■ DOCUMENT EXTRACT ■
────────────────────

Laptops fill the coffee shop tables as much as coffee mugs do. Yet there’s one laptop that catches your eye. This one’s colorful, filled with stickers of popular logos, and quotes you remember hearing before. Your eyes are immediately directed to the largest sign, “We were on a break!” from that hit TV show.

Chances are that even if you’re not taking tabs on the newest in pop culture today, you may have seen young adults sporting statement tees or holding laptops filled with stickers of pop culture references.

These are just a few products young adults use to express their love for their “fandoms,” which has led to more contemporary business opportunities.

What are fandoms?

“Fandoms” are subcultures of fans who share empathy towards each other for liking the same thing. It usually refers to media fans, who are invested in a television show, a movie, an artist, or even a genre.

The word “fandom” is an amalgamation of “fan” from “fanatic” and the suffix “-dom,” which could mean two ways. First, “-dom” could “denote a rank or an area controlled by a person of that rank” (such as in “kingdom”). Second, it could refer to “a state or condition” (such as in “wisdom”). The first meaning seems more apt.

Throughout history, being called a “fanatic” wasn’t always something to be proud of. It had been used to refer to “a madman” or “an unreasoning enthusiast.” Advocates of the Church of England had used it as an insult to non-conforming Protestants. Today, “fanatics” stand proud of their tag.

────────────────────

Extracted data entries

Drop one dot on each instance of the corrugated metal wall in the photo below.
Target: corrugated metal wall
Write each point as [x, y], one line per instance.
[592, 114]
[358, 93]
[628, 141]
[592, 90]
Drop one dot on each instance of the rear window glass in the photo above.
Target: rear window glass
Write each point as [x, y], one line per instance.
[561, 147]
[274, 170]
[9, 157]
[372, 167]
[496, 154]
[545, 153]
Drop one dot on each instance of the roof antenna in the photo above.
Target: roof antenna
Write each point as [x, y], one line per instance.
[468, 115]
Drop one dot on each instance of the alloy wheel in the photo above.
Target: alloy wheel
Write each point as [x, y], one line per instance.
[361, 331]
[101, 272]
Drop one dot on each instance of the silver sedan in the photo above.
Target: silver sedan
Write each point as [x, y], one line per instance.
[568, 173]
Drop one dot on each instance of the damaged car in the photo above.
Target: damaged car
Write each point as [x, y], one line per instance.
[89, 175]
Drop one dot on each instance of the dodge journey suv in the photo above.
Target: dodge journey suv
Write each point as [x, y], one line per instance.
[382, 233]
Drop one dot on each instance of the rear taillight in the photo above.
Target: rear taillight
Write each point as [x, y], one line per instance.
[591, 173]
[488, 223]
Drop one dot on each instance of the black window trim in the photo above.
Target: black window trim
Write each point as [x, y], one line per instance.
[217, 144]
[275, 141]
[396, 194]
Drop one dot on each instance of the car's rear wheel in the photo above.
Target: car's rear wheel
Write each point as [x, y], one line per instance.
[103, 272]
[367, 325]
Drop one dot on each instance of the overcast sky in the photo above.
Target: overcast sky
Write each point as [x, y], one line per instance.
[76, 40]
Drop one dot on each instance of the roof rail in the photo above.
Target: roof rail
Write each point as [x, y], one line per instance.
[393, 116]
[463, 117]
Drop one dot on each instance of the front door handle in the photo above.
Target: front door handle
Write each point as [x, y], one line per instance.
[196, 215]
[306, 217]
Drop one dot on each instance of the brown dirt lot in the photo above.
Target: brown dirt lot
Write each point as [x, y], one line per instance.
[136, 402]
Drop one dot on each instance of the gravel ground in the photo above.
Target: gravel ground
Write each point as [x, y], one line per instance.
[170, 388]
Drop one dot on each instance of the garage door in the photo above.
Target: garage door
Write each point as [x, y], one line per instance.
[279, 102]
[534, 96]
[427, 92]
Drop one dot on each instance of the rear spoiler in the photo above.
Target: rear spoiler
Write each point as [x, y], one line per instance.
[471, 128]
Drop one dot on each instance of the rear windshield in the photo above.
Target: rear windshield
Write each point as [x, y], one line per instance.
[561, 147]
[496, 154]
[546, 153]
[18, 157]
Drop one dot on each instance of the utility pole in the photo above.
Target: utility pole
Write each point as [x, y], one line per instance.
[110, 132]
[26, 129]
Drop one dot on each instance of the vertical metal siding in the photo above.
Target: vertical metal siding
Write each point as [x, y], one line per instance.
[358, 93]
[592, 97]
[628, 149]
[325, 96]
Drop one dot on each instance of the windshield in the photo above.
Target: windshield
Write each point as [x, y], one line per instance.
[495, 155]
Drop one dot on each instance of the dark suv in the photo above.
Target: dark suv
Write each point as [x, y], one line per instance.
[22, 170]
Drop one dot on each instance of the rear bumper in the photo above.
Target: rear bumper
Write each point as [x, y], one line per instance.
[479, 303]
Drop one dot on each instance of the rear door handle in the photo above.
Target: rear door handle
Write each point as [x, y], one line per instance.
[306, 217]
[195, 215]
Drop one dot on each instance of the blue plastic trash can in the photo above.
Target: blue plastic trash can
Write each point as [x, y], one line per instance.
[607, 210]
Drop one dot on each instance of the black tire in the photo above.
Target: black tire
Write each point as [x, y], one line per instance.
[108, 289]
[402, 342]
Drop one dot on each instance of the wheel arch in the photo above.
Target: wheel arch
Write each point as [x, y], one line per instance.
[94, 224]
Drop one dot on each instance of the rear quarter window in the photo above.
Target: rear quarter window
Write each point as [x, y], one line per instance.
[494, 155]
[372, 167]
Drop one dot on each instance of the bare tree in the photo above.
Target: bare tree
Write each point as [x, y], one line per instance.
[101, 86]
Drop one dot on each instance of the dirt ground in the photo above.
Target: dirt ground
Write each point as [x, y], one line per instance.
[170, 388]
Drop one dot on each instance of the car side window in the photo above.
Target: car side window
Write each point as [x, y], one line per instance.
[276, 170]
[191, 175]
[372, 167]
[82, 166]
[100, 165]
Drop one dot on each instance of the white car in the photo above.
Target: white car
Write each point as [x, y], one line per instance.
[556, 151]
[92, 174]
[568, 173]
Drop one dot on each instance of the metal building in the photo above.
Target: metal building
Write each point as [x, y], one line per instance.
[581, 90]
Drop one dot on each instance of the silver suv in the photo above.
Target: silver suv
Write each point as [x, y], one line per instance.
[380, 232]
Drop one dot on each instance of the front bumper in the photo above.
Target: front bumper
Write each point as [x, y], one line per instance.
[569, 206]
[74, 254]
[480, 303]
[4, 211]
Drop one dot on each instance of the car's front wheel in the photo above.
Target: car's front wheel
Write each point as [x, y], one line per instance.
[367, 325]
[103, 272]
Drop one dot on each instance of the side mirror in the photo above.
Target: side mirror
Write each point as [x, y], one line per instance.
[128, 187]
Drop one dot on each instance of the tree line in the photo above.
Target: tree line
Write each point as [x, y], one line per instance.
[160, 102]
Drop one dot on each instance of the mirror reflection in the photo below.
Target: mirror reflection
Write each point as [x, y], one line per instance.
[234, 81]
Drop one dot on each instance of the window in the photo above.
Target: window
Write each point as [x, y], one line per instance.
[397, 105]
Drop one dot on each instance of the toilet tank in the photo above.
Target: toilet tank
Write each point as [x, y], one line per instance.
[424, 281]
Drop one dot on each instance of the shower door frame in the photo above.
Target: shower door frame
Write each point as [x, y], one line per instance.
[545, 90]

────────────────────

■ WRITTEN REQUEST ■
Please carry on the article about fandoms, starting right after its final sentence.

■ SOLVED PROBLEM ■
Fandoms aren’t a contemporary invention. Groups who bond over art have been around since the first artwork. In the 1800s, fans of Sherlock Holmes created some of the first recorded fan fiction. Nonetheless, the Internet definitely made it easier, through Facebook, website forums, and video sharing platforms like Youtube. Fandoms can now convene to watch the latest episodes and have time to discuss theories afterward.

Businesses for artists and non-artists alike

For media fans, displaying their fandom through inside jokes, quotable lines, and iconic symbols is a statement in itself. Entrepreneurs who bank on this fanaticism are usually fans as well.

Shirts, stickers, bags, and mugs are the most popular kinds of fandom merchandise. Graphic artists create their own designs and transfer them on paper or fabric using automatic heat press machines. But there are also entrepreneurs with no prior art experience who copy logos, pictures, or typography copyrighted to the show, print them on material, then sell them as their own production. Things get tricky from here on.

How far can you make money off tees based on a popular show? When does it become illegal?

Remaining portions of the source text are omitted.